Change every "masks recorded" to "saved masks" in the rows below, and write them all out again with nothing else changed.

....

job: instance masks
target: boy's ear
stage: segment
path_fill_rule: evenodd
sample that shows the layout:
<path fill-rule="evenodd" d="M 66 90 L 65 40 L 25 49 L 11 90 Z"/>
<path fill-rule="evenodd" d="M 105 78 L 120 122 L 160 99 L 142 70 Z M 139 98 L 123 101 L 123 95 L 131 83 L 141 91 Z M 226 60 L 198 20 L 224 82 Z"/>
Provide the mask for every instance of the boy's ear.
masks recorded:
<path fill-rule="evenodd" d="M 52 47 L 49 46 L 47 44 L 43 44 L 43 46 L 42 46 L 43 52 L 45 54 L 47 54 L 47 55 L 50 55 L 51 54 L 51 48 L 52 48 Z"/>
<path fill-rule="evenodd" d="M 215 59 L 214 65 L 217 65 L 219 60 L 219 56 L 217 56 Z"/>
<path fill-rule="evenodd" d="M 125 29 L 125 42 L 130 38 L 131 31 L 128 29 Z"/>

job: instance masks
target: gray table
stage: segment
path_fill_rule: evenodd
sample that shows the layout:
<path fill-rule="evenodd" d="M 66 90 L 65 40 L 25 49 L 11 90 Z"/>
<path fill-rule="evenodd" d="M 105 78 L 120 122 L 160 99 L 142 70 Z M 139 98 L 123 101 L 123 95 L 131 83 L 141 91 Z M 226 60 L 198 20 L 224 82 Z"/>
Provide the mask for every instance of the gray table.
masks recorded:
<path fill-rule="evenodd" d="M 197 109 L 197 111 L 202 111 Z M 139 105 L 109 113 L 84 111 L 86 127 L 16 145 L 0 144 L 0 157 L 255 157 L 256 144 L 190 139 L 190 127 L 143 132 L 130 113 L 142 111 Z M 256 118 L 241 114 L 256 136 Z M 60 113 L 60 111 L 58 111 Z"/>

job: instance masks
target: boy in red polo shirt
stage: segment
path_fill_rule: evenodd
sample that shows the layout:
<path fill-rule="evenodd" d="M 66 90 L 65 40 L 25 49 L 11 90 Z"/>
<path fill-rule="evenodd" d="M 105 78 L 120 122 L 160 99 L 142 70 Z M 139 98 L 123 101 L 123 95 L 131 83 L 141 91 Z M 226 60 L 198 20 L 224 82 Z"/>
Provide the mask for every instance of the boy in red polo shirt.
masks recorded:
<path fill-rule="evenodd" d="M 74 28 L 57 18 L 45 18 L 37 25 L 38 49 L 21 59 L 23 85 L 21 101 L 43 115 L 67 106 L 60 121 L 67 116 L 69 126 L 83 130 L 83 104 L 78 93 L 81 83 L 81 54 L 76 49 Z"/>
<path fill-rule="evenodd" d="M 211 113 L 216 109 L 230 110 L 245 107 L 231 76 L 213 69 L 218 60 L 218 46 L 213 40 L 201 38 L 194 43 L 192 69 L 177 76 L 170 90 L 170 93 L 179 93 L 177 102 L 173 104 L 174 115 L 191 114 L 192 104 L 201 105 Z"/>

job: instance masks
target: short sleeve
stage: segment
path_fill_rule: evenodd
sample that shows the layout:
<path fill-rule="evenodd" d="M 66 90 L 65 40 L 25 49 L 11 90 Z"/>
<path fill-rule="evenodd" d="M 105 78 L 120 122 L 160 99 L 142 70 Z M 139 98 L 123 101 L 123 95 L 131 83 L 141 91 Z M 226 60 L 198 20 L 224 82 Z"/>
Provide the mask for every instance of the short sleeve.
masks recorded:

....

### SOLUTION TO THIS PROBLEM
job: instance masks
target: boy's ear
stage: segment
path_fill_rule: evenodd
sample that shows the layout:
<path fill-rule="evenodd" d="M 66 90 L 65 40 L 25 49 L 11 90 Z"/>
<path fill-rule="evenodd" d="M 105 78 L 120 122 L 160 99 L 142 70 Z M 139 98 L 123 101 L 123 95 L 131 83 L 141 91 Z M 226 60 L 198 20 L 224 82 Z"/>
Provide the mask for every instance of the boy's ear.
saved masks:
<path fill-rule="evenodd" d="M 52 47 L 49 46 L 47 44 L 43 44 L 43 46 L 42 46 L 43 52 L 45 54 L 47 54 L 47 55 L 50 55 L 51 54 L 51 48 L 52 48 Z"/>
<path fill-rule="evenodd" d="M 215 59 L 214 65 L 217 65 L 219 60 L 219 56 L 217 56 Z"/>
<path fill-rule="evenodd" d="M 125 29 L 125 42 L 130 38 L 131 31 L 128 29 Z"/>

job: instance masks
target: gray table
stage: segment
path_fill_rule: evenodd
sample that shows the layout:
<path fill-rule="evenodd" d="M 66 90 L 65 40 L 25 49 L 11 90 Z"/>
<path fill-rule="evenodd" d="M 105 78 L 120 122 L 160 99 L 142 70 Z M 139 98 L 123 101 L 123 95 L 131 83 L 141 91 Z M 226 60 L 198 20 L 224 82 Z"/>
Provide the mask for every instance of the gray table.
saved masks:
<path fill-rule="evenodd" d="M 197 109 L 197 111 L 202 111 Z M 139 105 L 109 113 L 84 111 L 86 127 L 16 145 L 0 144 L 0 157 L 255 157 L 256 144 L 190 139 L 190 127 L 143 132 L 130 113 L 142 111 Z M 256 118 L 241 114 L 256 136 Z M 60 113 L 60 111 L 58 111 Z"/>

job: instance masks
target: boy in red polo shirt
stage: segment
path_fill_rule: evenodd
sample that shows the layout:
<path fill-rule="evenodd" d="M 66 90 L 65 40 L 25 49 L 11 90 Z"/>
<path fill-rule="evenodd" d="M 105 78 L 120 122 L 160 99 L 142 70 Z M 139 98 L 123 101 L 123 95 L 131 83 L 141 91 Z M 226 60 L 198 20 L 224 82 Z"/>
Provide the mask for every instance of the boy in red polo shirt.
saved masks:
<path fill-rule="evenodd" d="M 74 28 L 57 18 L 45 18 L 37 25 L 38 49 L 21 59 L 23 85 L 21 101 L 43 115 L 67 106 L 60 121 L 67 116 L 69 126 L 83 130 L 83 104 L 78 93 L 81 83 L 81 54 L 76 49 Z"/>
<path fill-rule="evenodd" d="M 211 113 L 216 109 L 230 110 L 245 107 L 231 76 L 213 69 L 218 60 L 218 46 L 213 40 L 201 38 L 194 43 L 192 69 L 177 76 L 170 90 L 170 93 L 179 93 L 177 102 L 173 104 L 174 115 L 191 114 L 192 104 L 201 105 Z"/>

job: instance masks
target: short sleeve
stage: segment
path_fill_rule: evenodd
sample that shows the layout:
<path fill-rule="evenodd" d="M 66 90 L 65 40 L 25 49 L 11 90 Z"/>
<path fill-rule="evenodd" d="M 105 78 L 120 122 L 160 99 L 142 70 Z M 139 98 L 123 101 L 123 95 L 131 83 L 141 91 Z M 226 60 L 198 20 L 224 82 Z"/>
Provide the mask for every instance of the short sleeve.
saved masks:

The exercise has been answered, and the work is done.